- **Requirement**
Rewrite every line of all the records below as a JSON list of strings, one string per line. Omit blank lines.

- **Given information**
= = = =

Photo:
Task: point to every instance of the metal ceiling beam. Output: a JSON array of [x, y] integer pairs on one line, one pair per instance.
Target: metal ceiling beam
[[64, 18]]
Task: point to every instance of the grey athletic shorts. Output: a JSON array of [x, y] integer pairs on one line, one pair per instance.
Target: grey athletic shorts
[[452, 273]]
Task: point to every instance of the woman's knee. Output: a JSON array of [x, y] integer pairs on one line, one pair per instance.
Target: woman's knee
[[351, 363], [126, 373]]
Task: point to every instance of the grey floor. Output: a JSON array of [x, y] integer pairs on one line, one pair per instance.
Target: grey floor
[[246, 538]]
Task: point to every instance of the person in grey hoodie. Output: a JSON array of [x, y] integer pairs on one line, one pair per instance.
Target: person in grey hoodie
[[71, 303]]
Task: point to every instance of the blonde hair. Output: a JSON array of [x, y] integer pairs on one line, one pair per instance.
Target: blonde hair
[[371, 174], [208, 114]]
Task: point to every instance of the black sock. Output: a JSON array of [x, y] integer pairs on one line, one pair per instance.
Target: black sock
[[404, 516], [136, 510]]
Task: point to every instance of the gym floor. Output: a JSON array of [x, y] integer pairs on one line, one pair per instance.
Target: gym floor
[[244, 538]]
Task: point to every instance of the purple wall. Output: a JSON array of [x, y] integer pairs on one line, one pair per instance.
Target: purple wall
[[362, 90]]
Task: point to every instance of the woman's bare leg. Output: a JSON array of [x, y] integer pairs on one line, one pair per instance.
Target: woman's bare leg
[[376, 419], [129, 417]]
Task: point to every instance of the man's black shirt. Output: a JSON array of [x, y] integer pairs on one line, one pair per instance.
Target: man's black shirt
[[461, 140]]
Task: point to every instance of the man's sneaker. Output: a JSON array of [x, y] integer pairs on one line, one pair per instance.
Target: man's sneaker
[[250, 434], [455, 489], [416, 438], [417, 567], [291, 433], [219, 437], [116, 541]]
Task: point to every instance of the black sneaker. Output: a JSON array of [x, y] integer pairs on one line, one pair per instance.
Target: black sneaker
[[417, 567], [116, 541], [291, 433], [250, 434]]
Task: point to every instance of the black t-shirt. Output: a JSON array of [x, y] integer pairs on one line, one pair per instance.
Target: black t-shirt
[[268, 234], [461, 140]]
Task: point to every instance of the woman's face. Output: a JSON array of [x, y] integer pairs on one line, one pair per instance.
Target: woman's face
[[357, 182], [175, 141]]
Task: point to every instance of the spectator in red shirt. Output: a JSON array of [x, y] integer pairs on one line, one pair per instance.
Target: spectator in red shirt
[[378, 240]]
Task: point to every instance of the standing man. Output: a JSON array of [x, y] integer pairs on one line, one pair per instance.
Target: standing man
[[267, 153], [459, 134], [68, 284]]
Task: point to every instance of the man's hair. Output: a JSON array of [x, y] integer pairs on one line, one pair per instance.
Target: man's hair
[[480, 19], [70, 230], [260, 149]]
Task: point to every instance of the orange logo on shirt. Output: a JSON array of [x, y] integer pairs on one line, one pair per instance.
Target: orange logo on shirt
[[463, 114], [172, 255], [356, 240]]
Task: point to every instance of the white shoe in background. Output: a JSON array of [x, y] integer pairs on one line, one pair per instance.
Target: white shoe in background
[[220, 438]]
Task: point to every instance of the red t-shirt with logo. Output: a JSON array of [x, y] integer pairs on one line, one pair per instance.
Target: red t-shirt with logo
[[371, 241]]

= = = =

- **Answer to this exercise**
[
  "Photo:",
  "Task: point to every instance of the metal ceiling beam. Output: a JSON array of [x, y] integer pairs on one line, one pair per instance.",
  "Target: metal ceiling beam",
  "[[64, 18]]",
  "Task: point to every instance of the grey athletic shorts. Output: a JSON array of [x, y] integer pairs on one line, one pair per instance.",
  "Target: grey athletic shorts",
  "[[452, 273]]",
  "Task: point to every instance of the woman's knee. Output: a JSON array of [x, y] integer pairs on one line, one pair per instance.",
  "Target: woman's knee",
  "[[351, 363], [126, 373]]",
  "Task: point to every instance of the grey floor. Output: a JSON array of [x, y] integer pairs on one line, one pair per instance.",
  "Target: grey floor",
  "[[246, 538]]",
  "Task: point to every instance of the person in grey hoodie. Output: a JSON array of [x, y] integer pairs on one line, one pair per instance.",
  "Target: person in grey hoodie",
  "[[71, 303]]",
  "Task: point to every instance of the blonde hair. Output: a JSON array of [x, y] integer pairs on one line, one pair per instance.",
  "Target: blonde hair",
  "[[371, 174], [208, 114]]",
  "Task: point to every instance of the black sock. Output: a JSON array of [x, y] integer pairs on one line, one pair per instance.",
  "Target: black sock",
  "[[404, 516], [136, 510]]",
  "Task: point to every instance of the gym floor. Output: a JSON array of [x, y] integer pairs on one line, one pair per instance.",
  "Target: gym floor",
  "[[244, 538]]",
  "Task: point to every instance of the purple wall. Output: a JSON array of [x, y] integer pairs on one line, one pair per instance.",
  "Target: purple wall",
  "[[362, 90]]",
  "Task: point to every instance of the woman's bare leg. Output: a JSON array of [x, y] integer pairs on one line, one pair per instance.",
  "Target: woman's bare leg",
  "[[376, 419], [129, 417]]",
  "Task: point to every instance of the man's black shirt. Output: a JSON array of [x, y] integer pairs on one line, one pair per instance.",
  "Target: man's black shirt",
  "[[461, 140]]",
  "Task: point to every instance of the man's sneaker. Output: a JSON array of [x, y] integer pairs on one line, one pair per instance.",
  "Target: man's sneaker",
  "[[250, 434], [455, 489], [416, 438], [417, 567], [291, 433], [219, 437], [116, 541]]",
  "Task: point to every instance of the black sneaker. Output: a JSON array of [x, y] integer pairs on one line, one pair per instance.",
  "Target: black sneaker",
  "[[417, 567], [116, 541], [291, 433], [250, 434]]",
  "Task: point to every instance of the black t-shirt. Output: a JSON array of [x, y] integer pairs on one line, one pair per instance.",
  "Target: black t-shirt",
  "[[268, 234], [461, 140]]",
  "Task: point to every instance of the woman's face. Output: a JSON array of [x, y] integer pairs on one line, one pair per instance.",
  "Target: woman's face",
  "[[357, 182], [175, 141]]",
  "Task: point to every instance of the spectator in red shirt. Output: a JSON array of [x, y] integer pairs on one line, one pair per instance.",
  "Target: spectator in red shirt",
  "[[378, 240]]",
  "Task: point to every instance of the standing man. Output: a JSON array of [x, y] integer pairs on one line, one pair per instance.",
  "Target: standing man",
  "[[267, 153], [459, 134], [68, 284]]",
  "Task: point to every instance of the man's hair. Output: a JSON array of [x, y] integer pairs on one line, one pair per instance.",
  "Target: man's hair",
  "[[480, 19], [70, 230], [260, 149]]",
  "Task: point to every instance of the orange logo on shirt. Output: a JSON array of [x, y] integer pairs on one line, one pair per instance.",
  "Target: orange logo on shirt",
  "[[463, 114], [172, 255], [356, 240]]",
  "Task: point to every instance of the white shoe in background. Output: a JSON array of [x, y] integer pairs on one line, one pair per instance.",
  "Target: white shoe in background",
  "[[220, 438]]",
  "Task: point to every instance of the red t-shirt with logo. Output: a JSON array of [x, y] integer pairs on one line, one pair per instance.",
  "Target: red t-shirt with logo",
  "[[371, 241]]"
]